Nothing in the listing may be skipped; transcribe all of it as written.
╭─ Available data
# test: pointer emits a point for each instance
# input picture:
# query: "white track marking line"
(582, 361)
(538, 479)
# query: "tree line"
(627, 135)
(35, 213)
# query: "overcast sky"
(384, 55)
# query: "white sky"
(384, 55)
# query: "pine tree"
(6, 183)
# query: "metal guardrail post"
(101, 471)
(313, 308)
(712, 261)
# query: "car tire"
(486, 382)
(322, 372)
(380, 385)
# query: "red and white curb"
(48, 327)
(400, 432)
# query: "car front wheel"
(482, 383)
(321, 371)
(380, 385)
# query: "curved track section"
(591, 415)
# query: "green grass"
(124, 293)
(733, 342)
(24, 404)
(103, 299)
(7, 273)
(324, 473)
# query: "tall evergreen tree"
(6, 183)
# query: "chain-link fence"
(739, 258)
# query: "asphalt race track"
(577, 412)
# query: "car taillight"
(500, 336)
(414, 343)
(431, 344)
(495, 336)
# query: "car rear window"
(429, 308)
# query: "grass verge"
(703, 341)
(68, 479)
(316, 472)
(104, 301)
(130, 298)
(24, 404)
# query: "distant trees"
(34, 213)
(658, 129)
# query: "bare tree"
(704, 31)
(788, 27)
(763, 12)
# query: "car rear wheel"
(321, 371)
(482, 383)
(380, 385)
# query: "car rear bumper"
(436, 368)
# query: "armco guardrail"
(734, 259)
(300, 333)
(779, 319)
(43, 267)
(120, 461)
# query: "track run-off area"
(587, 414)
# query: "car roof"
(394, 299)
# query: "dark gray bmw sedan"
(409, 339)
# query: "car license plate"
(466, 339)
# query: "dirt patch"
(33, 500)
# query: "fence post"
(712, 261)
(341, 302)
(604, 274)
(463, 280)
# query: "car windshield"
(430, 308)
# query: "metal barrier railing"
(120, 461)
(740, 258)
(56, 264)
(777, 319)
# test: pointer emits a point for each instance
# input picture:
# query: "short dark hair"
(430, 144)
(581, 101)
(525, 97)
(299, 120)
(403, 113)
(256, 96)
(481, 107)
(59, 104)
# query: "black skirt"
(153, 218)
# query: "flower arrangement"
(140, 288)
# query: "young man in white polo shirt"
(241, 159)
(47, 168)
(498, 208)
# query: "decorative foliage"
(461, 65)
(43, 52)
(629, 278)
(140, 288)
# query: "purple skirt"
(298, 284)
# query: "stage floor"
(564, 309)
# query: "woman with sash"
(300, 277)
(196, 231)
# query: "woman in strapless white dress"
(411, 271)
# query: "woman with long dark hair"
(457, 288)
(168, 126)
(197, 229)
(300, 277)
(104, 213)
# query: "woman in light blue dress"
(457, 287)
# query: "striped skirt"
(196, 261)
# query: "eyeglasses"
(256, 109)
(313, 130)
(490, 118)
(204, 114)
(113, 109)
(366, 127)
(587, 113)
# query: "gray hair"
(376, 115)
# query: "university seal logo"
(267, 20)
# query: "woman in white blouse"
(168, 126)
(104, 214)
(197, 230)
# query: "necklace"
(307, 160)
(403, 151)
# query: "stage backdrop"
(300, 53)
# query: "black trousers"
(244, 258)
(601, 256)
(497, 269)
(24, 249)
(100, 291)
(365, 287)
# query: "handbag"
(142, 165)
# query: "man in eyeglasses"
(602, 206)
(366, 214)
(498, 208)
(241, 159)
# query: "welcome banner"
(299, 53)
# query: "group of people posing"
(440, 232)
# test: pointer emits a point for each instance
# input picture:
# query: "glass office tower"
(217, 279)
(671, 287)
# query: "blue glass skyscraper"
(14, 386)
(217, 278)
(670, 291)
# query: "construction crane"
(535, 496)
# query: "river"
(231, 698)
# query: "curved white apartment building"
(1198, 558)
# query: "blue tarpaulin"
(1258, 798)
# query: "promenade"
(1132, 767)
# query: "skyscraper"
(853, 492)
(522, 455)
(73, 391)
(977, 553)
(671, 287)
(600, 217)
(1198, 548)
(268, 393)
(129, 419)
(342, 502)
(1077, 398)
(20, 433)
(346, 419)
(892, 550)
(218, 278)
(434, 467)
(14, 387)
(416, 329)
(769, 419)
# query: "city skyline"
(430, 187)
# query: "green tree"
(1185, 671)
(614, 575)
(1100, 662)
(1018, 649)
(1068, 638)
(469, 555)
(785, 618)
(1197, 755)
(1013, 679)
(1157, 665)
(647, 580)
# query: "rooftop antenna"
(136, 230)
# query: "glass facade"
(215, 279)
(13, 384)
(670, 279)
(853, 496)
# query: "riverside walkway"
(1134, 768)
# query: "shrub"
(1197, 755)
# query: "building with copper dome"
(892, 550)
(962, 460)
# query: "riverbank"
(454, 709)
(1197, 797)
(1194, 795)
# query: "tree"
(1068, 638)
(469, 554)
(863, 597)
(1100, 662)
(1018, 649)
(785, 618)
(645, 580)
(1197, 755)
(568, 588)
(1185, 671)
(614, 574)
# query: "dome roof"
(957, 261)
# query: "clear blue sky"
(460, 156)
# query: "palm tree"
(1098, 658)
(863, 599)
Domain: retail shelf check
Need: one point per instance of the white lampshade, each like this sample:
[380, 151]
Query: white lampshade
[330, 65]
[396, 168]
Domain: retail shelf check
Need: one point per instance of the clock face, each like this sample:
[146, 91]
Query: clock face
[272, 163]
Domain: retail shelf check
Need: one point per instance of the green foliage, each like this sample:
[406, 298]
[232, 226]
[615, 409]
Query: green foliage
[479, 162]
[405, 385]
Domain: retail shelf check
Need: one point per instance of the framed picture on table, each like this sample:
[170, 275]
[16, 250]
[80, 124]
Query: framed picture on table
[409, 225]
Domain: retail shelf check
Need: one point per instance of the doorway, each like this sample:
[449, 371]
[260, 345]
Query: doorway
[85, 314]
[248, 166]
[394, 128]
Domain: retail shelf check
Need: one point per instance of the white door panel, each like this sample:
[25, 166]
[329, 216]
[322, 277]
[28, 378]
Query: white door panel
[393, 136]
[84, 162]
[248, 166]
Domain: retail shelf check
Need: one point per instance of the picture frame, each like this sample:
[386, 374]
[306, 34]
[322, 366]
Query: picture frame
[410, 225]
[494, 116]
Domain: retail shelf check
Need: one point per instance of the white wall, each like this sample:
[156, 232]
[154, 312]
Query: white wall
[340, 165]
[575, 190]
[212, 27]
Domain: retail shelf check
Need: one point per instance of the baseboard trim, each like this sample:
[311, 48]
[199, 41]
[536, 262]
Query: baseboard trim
╰─
Response to the exercise:
# test: pointer emits a point for each instance
# input picture:
# query: "white track marking line"
(582, 361)
(538, 479)
# query: "tree line"
(627, 135)
(35, 213)
# query: "overcast sky"
(384, 55)
# query: "white sky"
(384, 55)
# query: "pine tree"
(6, 183)
# query: "metal guardrail post"
(101, 471)
(313, 308)
(712, 261)
# query: "car tire"
(486, 382)
(322, 372)
(380, 385)
# query: "red and white curb"
(48, 327)
(400, 432)
# query: "car front wheel"
(482, 383)
(321, 371)
(380, 385)
# query: "curved track section"
(591, 415)
# query: "green grass"
(124, 293)
(733, 342)
(24, 404)
(103, 299)
(7, 273)
(324, 473)
# query: "tall evergreen tree"
(6, 183)
# query: "chain-link fence"
(739, 258)
# query: "asphalt race track"
(577, 412)
# query: "car taillight"
(500, 336)
(414, 343)
(431, 344)
(495, 336)
# query: "car rear window"
(429, 308)
# query: "grass verge"
(703, 341)
(68, 479)
(316, 472)
(104, 301)
(130, 298)
(24, 404)
# query: "distant trees"
(34, 213)
(658, 129)
# query: "bare tree"
(704, 31)
(788, 27)
(763, 12)
# query: "car rear wheel"
(321, 371)
(482, 383)
(380, 385)
# query: "car rear bumper"
(436, 368)
# query: "armco guardrail"
(734, 259)
(300, 333)
(779, 319)
(43, 267)
(120, 461)
# query: "track run-off area"
(587, 414)
# query: "car roof"
(394, 299)
# query: "dark gray bmw sedan"
(409, 339)
# query: "car license plate"
(466, 339)
# query: "dirt patch"
(33, 500)
# query: "fence post"
(712, 261)
(341, 302)
(604, 274)
(463, 280)
# query: "car windshield"
(430, 308)
# query: "metal barrier railing"
(120, 461)
(740, 258)
(56, 264)
(777, 319)
# test: pointer emits a point for each instance
# input picture:
# query: "short dark hair"
(430, 144)
(581, 101)
(525, 97)
(299, 120)
(403, 113)
(256, 96)
(481, 107)
(59, 104)
# query: "black skirt"
(153, 218)
# query: "flower arrangement"
(140, 288)
# query: "young man in white polo shirt"
(241, 159)
(47, 168)
(498, 208)
# query: "decorative foliage"
(461, 65)
(43, 52)
(629, 278)
(140, 288)
# query: "purple skirt"
(298, 284)
# query: "stage floor"
(564, 309)
# query: "woman with sash"
(300, 277)
(196, 231)
# query: "woman in strapless white dress"
(411, 271)
# query: "woman with long dark hair"
(457, 288)
(168, 126)
(197, 229)
(300, 277)
(104, 213)
# query: "woman in light blue dress"
(457, 287)
# query: "striped skirt"
(196, 261)
# query: "eyeglasses"
(256, 109)
(313, 130)
(490, 118)
(204, 114)
(113, 109)
(366, 127)
(587, 113)
# query: "gray hair"
(376, 115)
# query: "university seal logo"
(267, 20)
# query: "woman in white blouse"
(168, 126)
(104, 214)
(197, 230)
# query: "necklace"
(307, 160)
(403, 151)
# query: "stage backdrop"
(300, 53)
# query: "black trousers"
(244, 258)
(601, 256)
(497, 269)
(24, 249)
(100, 291)
(365, 287)
# query: "handbag"
(142, 165)
# query: "man in eyeglasses"
(602, 206)
(366, 214)
(498, 208)
(241, 159)
# query: "welcome banner"
(299, 53)
# query: "group of people posing"
(440, 232)
# test: pointer emits a point for each instance
# input picture:
# query: "glass office tower"
(217, 279)
(671, 287)
# query: "blue glass skyscraper"
(14, 386)
(217, 278)
(670, 291)
# query: "construction crane"
(535, 496)
# query: "river"
(231, 698)
# query: "curved white apartment building"
(1198, 558)
# query: "blue tarpaulin"
(1258, 798)
# query: "promenade"
(1132, 767)
# query: "skyscraper"
(853, 492)
(522, 455)
(73, 391)
(977, 553)
(671, 287)
(600, 217)
(1198, 548)
(268, 393)
(129, 419)
(342, 502)
(1077, 398)
(20, 433)
(346, 419)
(892, 550)
(218, 278)
(434, 467)
(14, 387)
(416, 329)
(769, 419)
# query: "city skyline"
(430, 187)
# query: "green tree"
(1185, 671)
(614, 575)
(1100, 662)
(1018, 649)
(1068, 638)
(469, 555)
(785, 618)
(1197, 755)
(1013, 679)
(1157, 665)
(647, 580)
# query: "rooftop antenna"
(136, 230)
# query: "glass facade"
(215, 279)
(13, 384)
(670, 279)
(853, 496)
# query: "riverside walkway"
(1134, 768)
# query: "shrub"
(1197, 755)
# query: "building with copper dome"
(892, 550)
(962, 460)
# query: "riverbank"
(454, 709)
(1197, 797)
(1194, 795)
# query: "tree"
(1068, 638)
(469, 554)
(863, 597)
(1100, 662)
(1018, 649)
(785, 618)
(645, 580)
(1197, 755)
(568, 588)
(1185, 671)
(614, 574)
# query: "dome roof"
(957, 261)
# query: "clear blue sky"
(460, 156)
# query: "palm tree"
(1098, 658)
(863, 599)
Domain: retail shelf check
Need: one point per instance of the white lampshade, each like this sample:
[380, 151]
Query: white lampshade
[330, 65]
[396, 168]
Domain: retail shelf check
Need: one point per instance of the clock face, each like this sample:
[146, 91]
Query: clock face
[272, 163]
Domain: retail shelf check
Need: one point per instance of the green foliage, each like this sample:
[406, 298]
[232, 226]
[615, 409]
Query: green foliage
[479, 162]
[405, 385]
Domain: retail shelf check
Need: one point per instance of the framed picture on table, each like this sample:
[170, 275]
[16, 250]
[80, 124]
Query: framed picture on table
[409, 225]
Domain: retail shelf check
Need: one point per instance of the doorway, each like this sample:
[449, 371]
[260, 345]
Query: doorway
[85, 314]
[248, 166]
[394, 128]
Domain: retail shelf check
Need: one point per instance of the white door panel, each like this sample:
[25, 166]
[329, 216]
[322, 277]
[28, 378]
Query: white door panel
[393, 136]
[84, 162]
[248, 166]
Domain: retail shelf check
Need: one point per instance of the picture frame, each like this sample:
[386, 374]
[306, 34]
[322, 366]
Query: picture frame
[410, 225]
[494, 116]
Domain: retail shelf check
Need: one point per instance of the white wall, each like this sample:
[156, 232]
[154, 312]
Query: white wall
[340, 165]
[575, 190]
[212, 27]
Domain: retail shelf check
Need: one point per instance of the baseboard trim, each like this sample:
[311, 48]
[199, 41]
[536, 262]
Query: baseboard trim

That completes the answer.